Выбранный отрывок:

--

1934
Интервью с Иваном Аполлоновым — сыном скульптора Александра Аполлонова, заслуженного художника России, члена-корреспондента Российской Академии художеств
НГК: Иван Александрович, как давно мастерская вашего отца переехала на улицу Рашпилевскую? Почему пришлось перенести ее на новое место?
И.АПОЛЛОНОВ: Чтобы переезд состоялся, пришлось дойти до самого губернатора Вениамина Ивановича Кондратьева. Произошло это в 2020 году, в то самое время, когда начиналась пандемия. Мастерские принадлежат городу, у города их арендует Краснодарское краевое отделение Союза художников России, членом которого был мой отец. Срок аренды прежней мастерской истекал, город пришел к выводу, что помещение нужно забрать. Ну, взамен, правда, выдали вот это.
НГК: Все работы Александра Аполлонова удалось перевезти на новое место?
И.АПОЛЛОНОВ: Всё, что там было, перевезли. Проблема в том, что самые лучшие произведения отца, а их больше 250, пропали бесследно. Их украли. Я пытаюсь восстанавливать их по отцовским литейным формам.
НГК: Восстанавливаете своими руками?
И.АПОЛЛОНОВ: Нет, восстановлением занимаются профессиональные форматоры и литейщики. Все это работа техническая, трудоемкая, и стоит она немалых денег: готовится каркас, заливается гипсом, обрабатываются швы и так далее.
НГК: А чем вы, Иван Александрович, зарабатываете на жизнь и на то, чтобы восстановить утраченные работы отца?
И.АПОЛЛОНОВ: Я являюсь профессором КубГТУ, доктором философских наук, преподаю в Кубанском государственном технологическом университете.
НГК: А кто это с крестом? Какая мощная энергетика у этой работы!
И.АПОЛЛОНОВ: С крестом — это князь Владимир. Это проект памятника, который установили около Кремля за Александровским садом. Был конкурс, и отец в нем участвовал, но победил скульптор Салават Щербаков. Это была глиняная модель, я ее перевел в гипс. Потому что пластилин и глина быстро разрушаются. А в гипсе это сохранится надолго. Такая моя миссия — спасать и восстанавливать наследие отца.

--

Исходные данные:

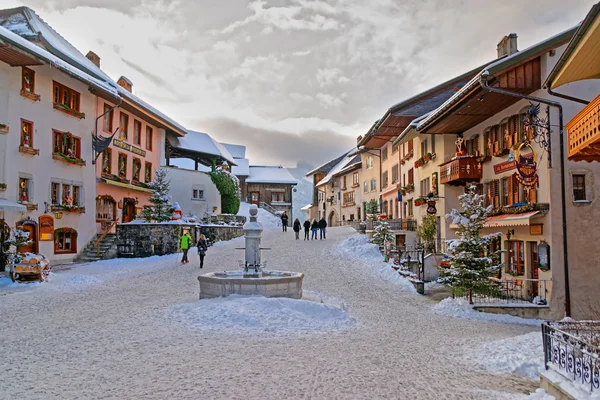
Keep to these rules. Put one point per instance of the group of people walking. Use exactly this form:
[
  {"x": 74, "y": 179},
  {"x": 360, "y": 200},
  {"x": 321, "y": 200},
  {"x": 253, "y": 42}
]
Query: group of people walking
[{"x": 314, "y": 226}]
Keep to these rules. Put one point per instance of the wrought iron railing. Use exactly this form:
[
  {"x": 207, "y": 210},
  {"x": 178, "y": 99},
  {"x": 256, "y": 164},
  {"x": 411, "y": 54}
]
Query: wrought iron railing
[
  {"x": 572, "y": 349},
  {"x": 511, "y": 291}
]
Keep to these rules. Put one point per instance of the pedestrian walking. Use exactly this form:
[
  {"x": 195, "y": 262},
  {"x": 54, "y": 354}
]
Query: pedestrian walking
[
  {"x": 202, "y": 249},
  {"x": 185, "y": 243},
  {"x": 296, "y": 227},
  {"x": 314, "y": 226},
  {"x": 306, "y": 230},
  {"x": 284, "y": 219},
  {"x": 322, "y": 228}
]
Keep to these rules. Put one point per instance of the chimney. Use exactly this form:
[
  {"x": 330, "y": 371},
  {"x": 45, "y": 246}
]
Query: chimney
[
  {"x": 93, "y": 57},
  {"x": 125, "y": 83},
  {"x": 508, "y": 45}
]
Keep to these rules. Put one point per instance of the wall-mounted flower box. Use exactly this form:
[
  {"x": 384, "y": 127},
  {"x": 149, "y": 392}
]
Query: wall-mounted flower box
[
  {"x": 420, "y": 201},
  {"x": 70, "y": 160},
  {"x": 140, "y": 184},
  {"x": 68, "y": 110},
  {"x": 30, "y": 206},
  {"x": 29, "y": 150},
  {"x": 65, "y": 208},
  {"x": 31, "y": 96},
  {"x": 116, "y": 178}
]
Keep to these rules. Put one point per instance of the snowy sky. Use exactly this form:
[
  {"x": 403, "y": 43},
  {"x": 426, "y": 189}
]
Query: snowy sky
[{"x": 294, "y": 80}]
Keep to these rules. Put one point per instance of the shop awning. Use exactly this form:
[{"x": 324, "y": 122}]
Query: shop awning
[
  {"x": 7, "y": 205},
  {"x": 126, "y": 185},
  {"x": 507, "y": 220}
]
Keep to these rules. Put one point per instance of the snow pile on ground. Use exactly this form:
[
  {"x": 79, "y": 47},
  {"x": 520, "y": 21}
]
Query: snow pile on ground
[
  {"x": 460, "y": 308},
  {"x": 360, "y": 249},
  {"x": 267, "y": 219},
  {"x": 257, "y": 313},
  {"x": 521, "y": 355}
]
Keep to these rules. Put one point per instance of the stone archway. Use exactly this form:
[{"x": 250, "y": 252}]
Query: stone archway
[{"x": 333, "y": 219}]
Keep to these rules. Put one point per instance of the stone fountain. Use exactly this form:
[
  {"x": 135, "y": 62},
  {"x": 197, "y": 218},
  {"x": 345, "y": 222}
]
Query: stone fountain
[{"x": 253, "y": 279}]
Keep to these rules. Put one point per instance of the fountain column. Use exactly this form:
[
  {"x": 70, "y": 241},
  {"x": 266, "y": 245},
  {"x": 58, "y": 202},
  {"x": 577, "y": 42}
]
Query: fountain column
[{"x": 252, "y": 234}]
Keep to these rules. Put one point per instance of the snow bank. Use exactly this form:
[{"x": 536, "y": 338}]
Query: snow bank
[
  {"x": 268, "y": 220},
  {"x": 358, "y": 248},
  {"x": 520, "y": 355},
  {"x": 460, "y": 308},
  {"x": 257, "y": 313}
]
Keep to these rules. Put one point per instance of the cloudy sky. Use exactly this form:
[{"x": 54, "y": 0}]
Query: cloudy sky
[{"x": 294, "y": 80}]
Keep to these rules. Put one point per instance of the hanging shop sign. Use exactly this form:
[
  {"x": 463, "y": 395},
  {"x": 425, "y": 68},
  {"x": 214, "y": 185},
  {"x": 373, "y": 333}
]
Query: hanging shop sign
[
  {"x": 536, "y": 229},
  {"x": 526, "y": 166},
  {"x": 126, "y": 146},
  {"x": 431, "y": 207},
  {"x": 46, "y": 223}
]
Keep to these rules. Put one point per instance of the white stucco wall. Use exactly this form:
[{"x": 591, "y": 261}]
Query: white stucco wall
[
  {"x": 183, "y": 181},
  {"x": 43, "y": 168}
]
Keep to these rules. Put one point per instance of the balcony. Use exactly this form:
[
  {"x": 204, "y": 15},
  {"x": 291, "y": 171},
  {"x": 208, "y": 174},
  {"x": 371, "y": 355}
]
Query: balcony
[
  {"x": 584, "y": 133},
  {"x": 460, "y": 171}
]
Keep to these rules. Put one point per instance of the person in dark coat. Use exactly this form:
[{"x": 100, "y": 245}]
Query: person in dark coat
[
  {"x": 306, "y": 229},
  {"x": 202, "y": 249},
  {"x": 314, "y": 227},
  {"x": 322, "y": 228},
  {"x": 297, "y": 228},
  {"x": 284, "y": 219}
]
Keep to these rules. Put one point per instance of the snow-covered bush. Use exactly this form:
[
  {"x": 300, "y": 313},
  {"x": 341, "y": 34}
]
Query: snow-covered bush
[{"x": 471, "y": 261}]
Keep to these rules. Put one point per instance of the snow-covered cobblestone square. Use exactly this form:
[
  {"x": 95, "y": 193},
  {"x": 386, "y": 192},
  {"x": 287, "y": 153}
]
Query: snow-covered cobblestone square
[{"x": 133, "y": 328}]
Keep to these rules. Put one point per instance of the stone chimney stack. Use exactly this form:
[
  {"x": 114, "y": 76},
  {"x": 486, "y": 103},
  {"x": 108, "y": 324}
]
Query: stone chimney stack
[
  {"x": 508, "y": 45},
  {"x": 125, "y": 83},
  {"x": 93, "y": 57}
]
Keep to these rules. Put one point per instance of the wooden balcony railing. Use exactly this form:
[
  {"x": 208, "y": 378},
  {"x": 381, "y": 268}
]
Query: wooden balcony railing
[
  {"x": 460, "y": 171},
  {"x": 584, "y": 133}
]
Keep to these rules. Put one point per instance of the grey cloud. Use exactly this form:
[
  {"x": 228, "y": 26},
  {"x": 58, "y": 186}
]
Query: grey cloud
[{"x": 273, "y": 147}]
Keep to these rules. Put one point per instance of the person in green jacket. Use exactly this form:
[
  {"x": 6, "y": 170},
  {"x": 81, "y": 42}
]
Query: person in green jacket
[{"x": 185, "y": 243}]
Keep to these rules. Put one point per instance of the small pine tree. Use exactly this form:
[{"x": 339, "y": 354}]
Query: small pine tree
[
  {"x": 160, "y": 209},
  {"x": 382, "y": 234},
  {"x": 471, "y": 262}
]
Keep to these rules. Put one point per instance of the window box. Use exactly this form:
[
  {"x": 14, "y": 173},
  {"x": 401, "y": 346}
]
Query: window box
[
  {"x": 140, "y": 184},
  {"x": 69, "y": 160},
  {"x": 31, "y": 96},
  {"x": 64, "y": 208},
  {"x": 68, "y": 110},
  {"x": 30, "y": 206},
  {"x": 29, "y": 150},
  {"x": 113, "y": 177}
]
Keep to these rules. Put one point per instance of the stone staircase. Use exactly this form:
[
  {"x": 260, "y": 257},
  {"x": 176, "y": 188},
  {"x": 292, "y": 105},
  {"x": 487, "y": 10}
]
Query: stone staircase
[{"x": 106, "y": 249}]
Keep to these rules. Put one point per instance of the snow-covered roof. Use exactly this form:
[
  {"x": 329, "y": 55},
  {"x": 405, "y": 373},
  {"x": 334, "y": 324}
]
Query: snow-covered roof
[
  {"x": 242, "y": 168},
  {"x": 236, "y": 150},
  {"x": 39, "y": 52},
  {"x": 38, "y": 29},
  {"x": 201, "y": 142},
  {"x": 339, "y": 167},
  {"x": 268, "y": 174}
]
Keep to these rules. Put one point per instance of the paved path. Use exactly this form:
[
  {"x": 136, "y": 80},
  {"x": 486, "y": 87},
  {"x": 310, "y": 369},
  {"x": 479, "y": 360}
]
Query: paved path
[{"x": 99, "y": 331}]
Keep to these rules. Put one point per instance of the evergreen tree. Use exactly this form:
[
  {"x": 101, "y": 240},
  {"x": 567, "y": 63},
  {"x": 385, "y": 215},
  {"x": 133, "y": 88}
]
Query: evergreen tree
[
  {"x": 160, "y": 209},
  {"x": 471, "y": 261},
  {"x": 382, "y": 234}
]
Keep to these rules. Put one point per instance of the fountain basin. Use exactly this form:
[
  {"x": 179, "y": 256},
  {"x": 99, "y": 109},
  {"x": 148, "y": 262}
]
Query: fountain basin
[{"x": 266, "y": 283}]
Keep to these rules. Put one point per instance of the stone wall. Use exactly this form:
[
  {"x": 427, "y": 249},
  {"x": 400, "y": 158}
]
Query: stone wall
[{"x": 145, "y": 240}]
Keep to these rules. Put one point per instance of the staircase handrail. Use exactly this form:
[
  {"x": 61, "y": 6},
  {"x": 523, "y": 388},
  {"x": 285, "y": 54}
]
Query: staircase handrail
[{"x": 101, "y": 238}]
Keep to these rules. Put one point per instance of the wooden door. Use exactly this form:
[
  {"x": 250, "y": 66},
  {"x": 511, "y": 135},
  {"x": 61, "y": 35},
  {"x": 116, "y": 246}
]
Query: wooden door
[
  {"x": 31, "y": 227},
  {"x": 533, "y": 268}
]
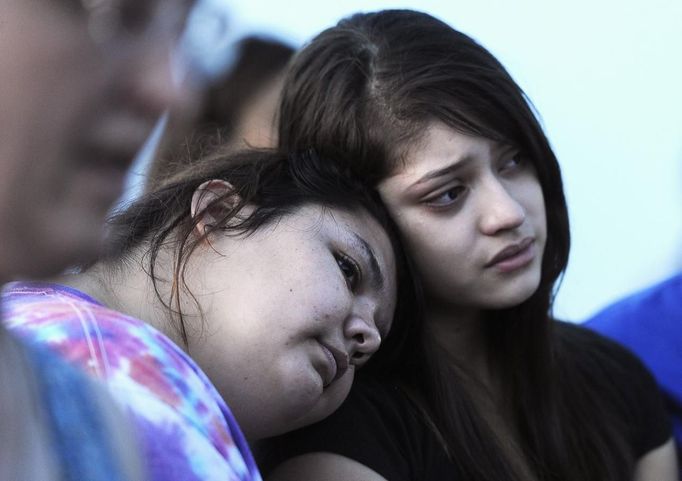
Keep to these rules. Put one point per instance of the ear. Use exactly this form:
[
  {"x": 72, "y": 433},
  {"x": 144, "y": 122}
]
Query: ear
[{"x": 204, "y": 207}]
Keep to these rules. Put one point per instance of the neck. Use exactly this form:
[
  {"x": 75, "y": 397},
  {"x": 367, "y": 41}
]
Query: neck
[
  {"x": 461, "y": 333},
  {"x": 127, "y": 287}
]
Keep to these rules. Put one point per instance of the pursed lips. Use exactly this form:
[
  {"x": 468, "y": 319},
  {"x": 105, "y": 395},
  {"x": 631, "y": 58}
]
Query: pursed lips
[
  {"x": 510, "y": 251},
  {"x": 337, "y": 363}
]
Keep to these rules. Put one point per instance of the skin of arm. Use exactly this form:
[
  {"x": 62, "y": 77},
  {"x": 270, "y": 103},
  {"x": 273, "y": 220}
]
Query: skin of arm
[
  {"x": 325, "y": 467},
  {"x": 659, "y": 464}
]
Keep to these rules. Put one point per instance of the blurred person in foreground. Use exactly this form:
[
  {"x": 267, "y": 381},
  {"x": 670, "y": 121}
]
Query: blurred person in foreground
[
  {"x": 81, "y": 86},
  {"x": 237, "y": 112},
  {"x": 649, "y": 322}
]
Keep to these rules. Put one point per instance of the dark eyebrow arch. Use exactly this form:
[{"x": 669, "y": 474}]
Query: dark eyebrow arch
[
  {"x": 449, "y": 169},
  {"x": 376, "y": 280}
]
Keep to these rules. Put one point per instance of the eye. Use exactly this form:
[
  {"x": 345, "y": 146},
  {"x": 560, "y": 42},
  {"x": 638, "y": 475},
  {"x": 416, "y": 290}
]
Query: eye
[
  {"x": 511, "y": 163},
  {"x": 350, "y": 269},
  {"x": 447, "y": 198}
]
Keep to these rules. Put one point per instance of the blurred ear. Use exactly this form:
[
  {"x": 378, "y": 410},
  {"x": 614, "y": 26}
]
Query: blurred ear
[{"x": 205, "y": 209}]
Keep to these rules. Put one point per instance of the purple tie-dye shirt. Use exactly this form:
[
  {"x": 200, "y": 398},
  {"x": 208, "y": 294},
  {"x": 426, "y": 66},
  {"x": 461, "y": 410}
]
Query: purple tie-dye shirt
[{"x": 186, "y": 429}]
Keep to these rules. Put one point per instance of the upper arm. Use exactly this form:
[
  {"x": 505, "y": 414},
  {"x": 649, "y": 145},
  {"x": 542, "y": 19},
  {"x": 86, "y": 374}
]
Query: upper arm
[
  {"x": 323, "y": 467},
  {"x": 659, "y": 464}
]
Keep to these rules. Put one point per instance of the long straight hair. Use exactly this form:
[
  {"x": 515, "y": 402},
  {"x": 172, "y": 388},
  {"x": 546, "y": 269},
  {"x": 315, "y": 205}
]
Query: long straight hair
[{"x": 364, "y": 91}]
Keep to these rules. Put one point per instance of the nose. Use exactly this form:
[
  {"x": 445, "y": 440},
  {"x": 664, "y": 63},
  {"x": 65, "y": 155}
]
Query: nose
[
  {"x": 500, "y": 211},
  {"x": 364, "y": 338}
]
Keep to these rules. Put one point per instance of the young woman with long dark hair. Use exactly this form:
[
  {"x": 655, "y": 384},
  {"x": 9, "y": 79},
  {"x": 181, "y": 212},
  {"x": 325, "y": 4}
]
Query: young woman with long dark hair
[
  {"x": 278, "y": 276},
  {"x": 493, "y": 388}
]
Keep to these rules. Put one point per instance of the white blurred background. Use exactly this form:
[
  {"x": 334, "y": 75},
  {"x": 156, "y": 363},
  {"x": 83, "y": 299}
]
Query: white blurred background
[{"x": 606, "y": 78}]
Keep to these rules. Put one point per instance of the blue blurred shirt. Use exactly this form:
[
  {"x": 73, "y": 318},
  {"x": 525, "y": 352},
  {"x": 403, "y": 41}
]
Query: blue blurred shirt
[{"x": 649, "y": 322}]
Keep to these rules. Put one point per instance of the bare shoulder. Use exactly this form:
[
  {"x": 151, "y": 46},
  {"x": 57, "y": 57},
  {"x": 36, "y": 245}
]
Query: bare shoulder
[
  {"x": 659, "y": 464},
  {"x": 323, "y": 467}
]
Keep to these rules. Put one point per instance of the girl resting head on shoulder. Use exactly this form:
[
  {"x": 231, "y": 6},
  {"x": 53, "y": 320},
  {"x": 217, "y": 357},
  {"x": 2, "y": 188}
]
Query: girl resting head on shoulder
[
  {"x": 497, "y": 390},
  {"x": 260, "y": 279}
]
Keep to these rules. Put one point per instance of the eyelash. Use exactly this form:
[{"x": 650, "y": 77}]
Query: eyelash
[{"x": 345, "y": 263}]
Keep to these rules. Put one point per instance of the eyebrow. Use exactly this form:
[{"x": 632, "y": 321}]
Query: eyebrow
[
  {"x": 377, "y": 280},
  {"x": 460, "y": 164},
  {"x": 449, "y": 169}
]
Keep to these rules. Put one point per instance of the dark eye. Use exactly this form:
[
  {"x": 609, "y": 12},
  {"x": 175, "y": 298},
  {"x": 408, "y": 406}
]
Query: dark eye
[
  {"x": 447, "y": 197},
  {"x": 512, "y": 163},
  {"x": 350, "y": 270}
]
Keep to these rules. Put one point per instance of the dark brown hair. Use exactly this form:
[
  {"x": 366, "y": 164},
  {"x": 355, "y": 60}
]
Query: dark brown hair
[
  {"x": 273, "y": 185},
  {"x": 364, "y": 92}
]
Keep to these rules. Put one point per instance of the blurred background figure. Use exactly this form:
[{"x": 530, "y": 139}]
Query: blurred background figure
[
  {"x": 649, "y": 322},
  {"x": 82, "y": 85},
  {"x": 238, "y": 111}
]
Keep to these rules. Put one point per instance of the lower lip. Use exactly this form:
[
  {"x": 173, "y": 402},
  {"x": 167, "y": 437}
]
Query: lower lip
[
  {"x": 517, "y": 261},
  {"x": 332, "y": 363}
]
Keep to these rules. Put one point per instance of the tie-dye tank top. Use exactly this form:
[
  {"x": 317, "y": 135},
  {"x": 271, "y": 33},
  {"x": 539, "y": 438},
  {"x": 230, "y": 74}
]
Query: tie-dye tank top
[{"x": 186, "y": 430}]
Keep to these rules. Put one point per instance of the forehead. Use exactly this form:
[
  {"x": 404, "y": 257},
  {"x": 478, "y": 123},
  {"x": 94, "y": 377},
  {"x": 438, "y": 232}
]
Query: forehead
[
  {"x": 440, "y": 145},
  {"x": 354, "y": 227}
]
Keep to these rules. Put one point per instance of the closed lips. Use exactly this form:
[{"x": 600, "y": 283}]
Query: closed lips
[
  {"x": 338, "y": 362},
  {"x": 510, "y": 251}
]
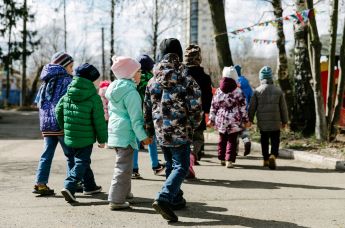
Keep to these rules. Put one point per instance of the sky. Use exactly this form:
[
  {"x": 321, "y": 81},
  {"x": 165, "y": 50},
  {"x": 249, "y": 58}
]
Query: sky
[{"x": 86, "y": 17}]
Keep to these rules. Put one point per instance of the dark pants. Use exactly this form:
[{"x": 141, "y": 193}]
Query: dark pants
[
  {"x": 266, "y": 137},
  {"x": 81, "y": 157},
  {"x": 227, "y": 146}
]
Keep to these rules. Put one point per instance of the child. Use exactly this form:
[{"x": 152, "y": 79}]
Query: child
[
  {"x": 228, "y": 113},
  {"x": 103, "y": 85},
  {"x": 268, "y": 103},
  {"x": 80, "y": 113},
  {"x": 56, "y": 76},
  {"x": 172, "y": 111},
  {"x": 146, "y": 74},
  {"x": 126, "y": 124},
  {"x": 248, "y": 93}
]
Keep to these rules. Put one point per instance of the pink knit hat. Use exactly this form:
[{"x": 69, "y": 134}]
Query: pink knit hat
[{"x": 124, "y": 67}]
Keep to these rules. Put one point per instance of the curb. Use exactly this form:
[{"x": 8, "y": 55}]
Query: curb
[{"x": 324, "y": 162}]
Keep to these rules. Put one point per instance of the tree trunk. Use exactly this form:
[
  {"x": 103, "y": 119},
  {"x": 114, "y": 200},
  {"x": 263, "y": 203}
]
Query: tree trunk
[
  {"x": 331, "y": 62},
  {"x": 155, "y": 32},
  {"x": 25, "y": 19},
  {"x": 220, "y": 33},
  {"x": 340, "y": 91},
  {"x": 283, "y": 73},
  {"x": 303, "y": 113},
  {"x": 112, "y": 14},
  {"x": 314, "y": 45}
]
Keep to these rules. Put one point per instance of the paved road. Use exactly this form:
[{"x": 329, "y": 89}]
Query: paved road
[{"x": 295, "y": 195}]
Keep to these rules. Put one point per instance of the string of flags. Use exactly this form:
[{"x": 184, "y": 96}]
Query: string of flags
[{"x": 298, "y": 17}]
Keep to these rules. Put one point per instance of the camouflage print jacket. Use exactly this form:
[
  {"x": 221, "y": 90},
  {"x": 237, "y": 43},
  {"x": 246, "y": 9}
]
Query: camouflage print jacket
[{"x": 172, "y": 105}]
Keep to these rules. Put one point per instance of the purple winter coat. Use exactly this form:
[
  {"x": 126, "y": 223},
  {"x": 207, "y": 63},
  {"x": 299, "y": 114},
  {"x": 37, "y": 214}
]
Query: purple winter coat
[
  {"x": 228, "y": 111},
  {"x": 55, "y": 82}
]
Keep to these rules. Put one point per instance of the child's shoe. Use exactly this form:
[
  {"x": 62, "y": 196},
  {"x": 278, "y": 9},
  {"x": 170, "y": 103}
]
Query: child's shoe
[
  {"x": 136, "y": 175},
  {"x": 43, "y": 190},
  {"x": 97, "y": 189},
  {"x": 118, "y": 206},
  {"x": 159, "y": 169},
  {"x": 272, "y": 162},
  {"x": 69, "y": 197},
  {"x": 229, "y": 164}
]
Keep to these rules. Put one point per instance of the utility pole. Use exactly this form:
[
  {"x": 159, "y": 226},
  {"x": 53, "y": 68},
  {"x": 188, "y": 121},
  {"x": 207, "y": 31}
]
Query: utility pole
[
  {"x": 112, "y": 15},
  {"x": 25, "y": 19},
  {"x": 64, "y": 23},
  {"x": 103, "y": 60}
]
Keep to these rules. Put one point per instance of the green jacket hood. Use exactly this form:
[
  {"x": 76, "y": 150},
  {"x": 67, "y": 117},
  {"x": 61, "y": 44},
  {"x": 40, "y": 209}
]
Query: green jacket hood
[
  {"x": 119, "y": 88},
  {"x": 81, "y": 89}
]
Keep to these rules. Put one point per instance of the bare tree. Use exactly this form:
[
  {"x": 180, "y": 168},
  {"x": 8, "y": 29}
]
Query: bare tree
[
  {"x": 220, "y": 33},
  {"x": 331, "y": 61},
  {"x": 340, "y": 91},
  {"x": 314, "y": 45},
  {"x": 303, "y": 114}
]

--

Что нужно сделать:
1 > Переведите на английский язык предложение из интервью: «Мастерские принадлежат городу, у города их арендует Краснодарское краевое отделение Союза художников России, членом которого был мой отец».
2 > Сколько лучших произведений Александра Аполлонова пропало бесследно, по словам его сына в интервью?
3 > Напишите продолжение интервью с Иваном Аполлоновым, начиная сразу после его последней реплики.

Результаты упражнения:
1 > The studios belong to the city, and the Krasnodar Regional Branch of the Union of Artists of Russia, of which my father was a member, rents them from the city.

2 > Больше 250.

3 >
НГК: Отец учил вас с братом скульптуре?
И.АПОЛЛОНОВ: К сожалению, я не очень прилежно учился у него, сейчас очень об этом жалею. Вот эту мемориальную доску художнице Надежде Калугиной, с которой был очень дружен отец, пытаемся доделать с его учениками. Долгое время Надежда Павловна Калугина была председателем краевого отделения Союза художников.Ее дети вроде добились разрешения на установление мемориальной доски на доме, в котором проживала Калугина, жильцы согласны с тем, что доска должна быть открыта. Но все в финансы упирается, к сожалению. Цены на расходные материалы, бронзу в последнее время сильно выросли.
НГК: Вы называете эту мастерскую «мемориальной». Это ее официальное название или пока только планы таковой ее сделать?
И.АПОЛЛОНОВ: Если вы бывали у отца в мастерской на улице Фрунзе, 75, то заметили, наверно, что я постарался максимально воссоздать на новом месте обстановку и дух той мастерской, в которой отец проработал с 1980 года — около сорока лет. Вот эти стеллажи под потолок аутентичные, сделаны из досок прежней мастерской. Книжные полки те же, библиотека, которую отец собирал всю жизнь, перевезена полностью. Ну книги не так стоят, как при жизни отца, и скульптуры тоже. Все, что вы здесь видите, принадлежало моему отцу. Тот же стол и даже кружка, из которой отец любил пить чай. Здесь практически все аутентично.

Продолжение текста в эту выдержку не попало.